Transcribe these records line for line, leaving out the pictures.

--- BEGIN DATA SHOWN ---

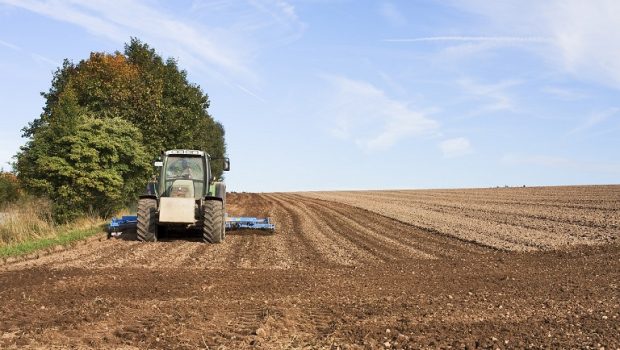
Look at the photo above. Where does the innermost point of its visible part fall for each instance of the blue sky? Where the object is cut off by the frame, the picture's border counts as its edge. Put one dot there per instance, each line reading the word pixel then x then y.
pixel 326 95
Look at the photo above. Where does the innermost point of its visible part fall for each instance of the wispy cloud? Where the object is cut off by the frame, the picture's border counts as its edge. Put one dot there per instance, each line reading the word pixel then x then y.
pixel 583 35
pixel 493 39
pixel 594 119
pixel 561 162
pixel 224 52
pixel 457 147
pixel 563 93
pixel 363 113
pixel 490 97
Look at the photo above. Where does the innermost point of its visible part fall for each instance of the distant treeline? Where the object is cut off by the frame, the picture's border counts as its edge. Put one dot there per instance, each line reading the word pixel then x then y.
pixel 105 120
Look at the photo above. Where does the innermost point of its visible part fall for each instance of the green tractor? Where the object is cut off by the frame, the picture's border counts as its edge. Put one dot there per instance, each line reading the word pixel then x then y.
pixel 185 196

--- END DATA SHOWN ---

• FINAL ANSWER:
Look at the photo above. Where does the innermost point of its visible part fall for each instance of the blue sky? Where the object is cut off by the frame, the picture's border counts as its edge. Put one dot there per instance, each line reading the word pixel then x then y.
pixel 326 95
Look at the photo above. Where does the innermost point of its visible part fall for each instance of the wispy cloud? Where the object is cut off by the frame, the picture's border counts as its edge. Put one dot there per instance, each line reading the word pixel then x then y.
pixel 583 35
pixel 493 39
pixel 594 119
pixel 561 162
pixel 224 52
pixel 457 147
pixel 563 93
pixel 363 113
pixel 490 97
Look at the photo above. Where does the innermost point of its visible part fall for each instance of the distant treeline? Where the object is cut off by the frame, the picture's border counts as its edge. Put one dot there per instance, each line reading the word pixel then x then y.
pixel 105 120
Look at the photo above. Where does the innermost point of its visible part fall for each instance of the green tractor? Where the object is cut off by the frame, the picture's border counts as its edge. Put one dot there per instance, each line reading the word pixel then x then y.
pixel 185 196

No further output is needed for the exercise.